» **Data provided**:
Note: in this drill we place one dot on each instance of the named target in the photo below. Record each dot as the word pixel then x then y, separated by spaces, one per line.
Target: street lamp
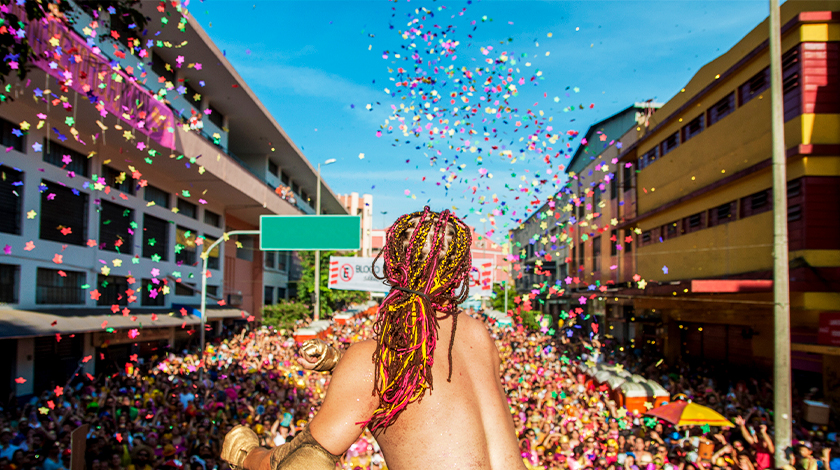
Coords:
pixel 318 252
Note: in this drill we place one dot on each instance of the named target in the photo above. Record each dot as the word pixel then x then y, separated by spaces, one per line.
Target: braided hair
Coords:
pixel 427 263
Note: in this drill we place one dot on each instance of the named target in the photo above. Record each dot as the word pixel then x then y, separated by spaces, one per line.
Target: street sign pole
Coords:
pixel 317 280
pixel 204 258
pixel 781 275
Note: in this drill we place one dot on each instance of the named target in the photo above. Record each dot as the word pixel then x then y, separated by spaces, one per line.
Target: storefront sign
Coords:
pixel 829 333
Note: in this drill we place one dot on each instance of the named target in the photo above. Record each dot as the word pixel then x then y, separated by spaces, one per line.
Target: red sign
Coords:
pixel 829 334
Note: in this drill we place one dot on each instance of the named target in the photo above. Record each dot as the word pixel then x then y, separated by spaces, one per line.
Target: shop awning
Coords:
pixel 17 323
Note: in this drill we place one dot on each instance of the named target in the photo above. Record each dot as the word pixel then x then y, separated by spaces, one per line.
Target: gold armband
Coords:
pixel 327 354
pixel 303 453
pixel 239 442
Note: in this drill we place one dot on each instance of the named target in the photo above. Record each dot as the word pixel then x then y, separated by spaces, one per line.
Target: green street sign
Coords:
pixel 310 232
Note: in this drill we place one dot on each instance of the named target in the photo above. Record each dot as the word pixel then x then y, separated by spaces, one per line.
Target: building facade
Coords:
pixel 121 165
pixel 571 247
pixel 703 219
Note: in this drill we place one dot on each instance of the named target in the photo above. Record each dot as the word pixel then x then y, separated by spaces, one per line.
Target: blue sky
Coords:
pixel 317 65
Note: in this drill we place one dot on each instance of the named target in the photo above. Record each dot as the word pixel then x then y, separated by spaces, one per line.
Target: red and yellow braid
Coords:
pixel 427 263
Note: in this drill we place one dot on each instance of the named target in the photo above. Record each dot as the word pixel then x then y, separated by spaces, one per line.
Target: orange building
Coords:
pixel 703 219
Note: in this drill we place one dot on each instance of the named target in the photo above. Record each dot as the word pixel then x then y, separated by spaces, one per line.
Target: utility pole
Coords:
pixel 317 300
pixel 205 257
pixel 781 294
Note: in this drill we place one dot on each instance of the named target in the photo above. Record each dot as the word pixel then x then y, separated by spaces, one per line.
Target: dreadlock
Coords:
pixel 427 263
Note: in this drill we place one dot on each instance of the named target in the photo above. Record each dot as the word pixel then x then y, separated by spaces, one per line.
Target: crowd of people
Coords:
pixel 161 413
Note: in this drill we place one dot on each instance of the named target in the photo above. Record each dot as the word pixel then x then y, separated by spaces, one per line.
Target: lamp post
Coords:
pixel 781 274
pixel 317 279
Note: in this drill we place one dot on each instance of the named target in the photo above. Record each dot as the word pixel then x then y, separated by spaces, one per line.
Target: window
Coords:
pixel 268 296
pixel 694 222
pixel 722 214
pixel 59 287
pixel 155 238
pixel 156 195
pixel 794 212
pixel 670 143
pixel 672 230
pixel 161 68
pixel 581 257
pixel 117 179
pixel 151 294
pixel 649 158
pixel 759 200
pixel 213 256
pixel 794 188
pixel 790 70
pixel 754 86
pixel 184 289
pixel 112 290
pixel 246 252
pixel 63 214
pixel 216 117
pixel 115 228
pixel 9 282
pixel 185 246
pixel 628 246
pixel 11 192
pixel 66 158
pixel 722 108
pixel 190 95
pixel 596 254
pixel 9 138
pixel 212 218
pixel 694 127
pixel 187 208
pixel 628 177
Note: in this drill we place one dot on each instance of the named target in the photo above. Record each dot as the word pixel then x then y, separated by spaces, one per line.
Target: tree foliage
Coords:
--
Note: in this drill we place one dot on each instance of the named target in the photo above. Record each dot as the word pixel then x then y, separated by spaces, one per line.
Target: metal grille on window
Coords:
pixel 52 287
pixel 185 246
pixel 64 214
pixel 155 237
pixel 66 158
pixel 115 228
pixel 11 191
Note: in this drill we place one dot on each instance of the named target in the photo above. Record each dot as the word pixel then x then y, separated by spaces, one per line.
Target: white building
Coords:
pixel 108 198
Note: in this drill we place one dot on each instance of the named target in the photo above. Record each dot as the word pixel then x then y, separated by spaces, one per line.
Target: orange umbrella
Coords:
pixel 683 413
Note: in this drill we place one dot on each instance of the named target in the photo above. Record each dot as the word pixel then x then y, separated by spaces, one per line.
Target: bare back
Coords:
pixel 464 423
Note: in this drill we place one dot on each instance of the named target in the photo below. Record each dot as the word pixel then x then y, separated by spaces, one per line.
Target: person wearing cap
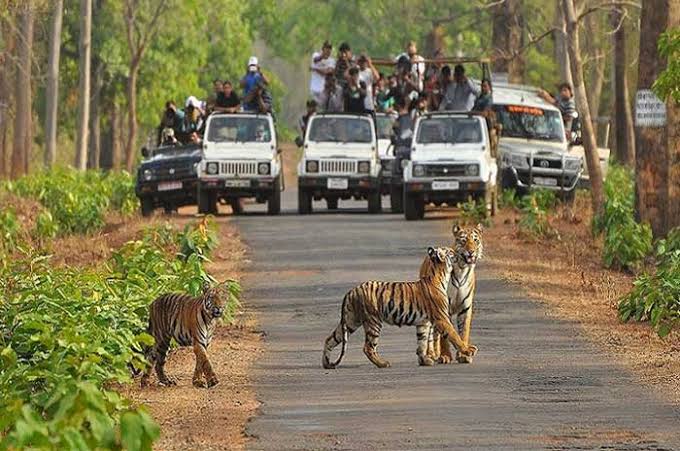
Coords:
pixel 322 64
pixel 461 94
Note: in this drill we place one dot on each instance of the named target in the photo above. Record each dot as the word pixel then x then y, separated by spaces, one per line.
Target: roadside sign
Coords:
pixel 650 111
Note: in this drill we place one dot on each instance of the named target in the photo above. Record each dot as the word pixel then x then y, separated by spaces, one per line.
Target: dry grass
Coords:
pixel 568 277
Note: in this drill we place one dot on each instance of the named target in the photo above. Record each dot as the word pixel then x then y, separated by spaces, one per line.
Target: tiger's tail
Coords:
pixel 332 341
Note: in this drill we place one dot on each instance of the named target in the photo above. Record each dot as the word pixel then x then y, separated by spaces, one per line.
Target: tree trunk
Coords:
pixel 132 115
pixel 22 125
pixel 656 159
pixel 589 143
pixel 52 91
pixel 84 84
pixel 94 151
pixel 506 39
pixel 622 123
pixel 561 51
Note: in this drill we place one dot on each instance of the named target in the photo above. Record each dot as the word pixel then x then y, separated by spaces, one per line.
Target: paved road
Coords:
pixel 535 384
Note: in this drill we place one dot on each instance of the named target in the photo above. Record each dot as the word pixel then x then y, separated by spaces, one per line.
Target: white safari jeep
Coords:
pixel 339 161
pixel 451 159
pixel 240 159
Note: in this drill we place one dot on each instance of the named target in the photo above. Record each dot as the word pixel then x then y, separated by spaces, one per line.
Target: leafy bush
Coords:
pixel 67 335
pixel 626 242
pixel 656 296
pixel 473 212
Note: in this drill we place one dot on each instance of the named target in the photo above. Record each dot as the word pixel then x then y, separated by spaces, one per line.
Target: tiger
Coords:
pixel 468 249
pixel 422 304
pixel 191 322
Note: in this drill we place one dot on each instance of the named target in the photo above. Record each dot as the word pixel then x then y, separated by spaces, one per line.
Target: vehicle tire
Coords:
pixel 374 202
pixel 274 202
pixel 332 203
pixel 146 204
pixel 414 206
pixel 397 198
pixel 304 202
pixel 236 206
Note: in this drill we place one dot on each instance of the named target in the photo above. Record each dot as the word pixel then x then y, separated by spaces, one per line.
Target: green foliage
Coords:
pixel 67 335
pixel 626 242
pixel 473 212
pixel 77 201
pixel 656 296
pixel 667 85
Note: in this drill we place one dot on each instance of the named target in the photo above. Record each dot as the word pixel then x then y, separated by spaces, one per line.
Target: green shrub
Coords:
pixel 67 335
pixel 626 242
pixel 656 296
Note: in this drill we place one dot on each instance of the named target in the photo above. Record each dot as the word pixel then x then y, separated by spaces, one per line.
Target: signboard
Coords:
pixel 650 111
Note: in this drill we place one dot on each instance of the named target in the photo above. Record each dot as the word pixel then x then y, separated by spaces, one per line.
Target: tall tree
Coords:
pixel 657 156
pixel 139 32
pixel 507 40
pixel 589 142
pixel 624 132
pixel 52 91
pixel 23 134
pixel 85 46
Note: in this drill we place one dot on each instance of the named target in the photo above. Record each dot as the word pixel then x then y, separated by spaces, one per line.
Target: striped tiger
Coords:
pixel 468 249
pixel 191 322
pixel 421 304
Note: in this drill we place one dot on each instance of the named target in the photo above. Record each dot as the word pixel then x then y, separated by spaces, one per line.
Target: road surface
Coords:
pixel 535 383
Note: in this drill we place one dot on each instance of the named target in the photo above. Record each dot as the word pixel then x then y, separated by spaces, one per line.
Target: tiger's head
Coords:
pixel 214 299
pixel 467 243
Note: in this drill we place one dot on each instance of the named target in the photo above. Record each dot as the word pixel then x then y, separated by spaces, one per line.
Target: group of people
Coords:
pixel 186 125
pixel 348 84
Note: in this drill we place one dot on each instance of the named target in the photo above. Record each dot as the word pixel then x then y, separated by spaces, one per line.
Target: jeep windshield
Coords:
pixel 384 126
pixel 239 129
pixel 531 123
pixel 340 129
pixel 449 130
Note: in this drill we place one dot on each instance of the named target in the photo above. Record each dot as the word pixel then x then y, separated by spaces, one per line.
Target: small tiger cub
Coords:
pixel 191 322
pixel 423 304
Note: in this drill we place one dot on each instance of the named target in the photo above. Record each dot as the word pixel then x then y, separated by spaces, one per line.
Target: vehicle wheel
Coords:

» **Goal of the exercise**: Within the listing above, how many lines contain "jeep"? Please respond with the number and nothing else.

» **Answer to this problem**: 2